The problem >>
Copy each of the following items line for line, with no changes.

━━━ Data shown ━━━

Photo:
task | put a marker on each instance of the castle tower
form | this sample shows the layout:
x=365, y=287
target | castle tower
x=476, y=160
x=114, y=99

━━━

Solution to this exercise >>
Photo:
task | put a marker on each instance of the castle tower
form | this sample shows the layout:
x=365, y=287
target | castle tower
x=476, y=160
x=114, y=99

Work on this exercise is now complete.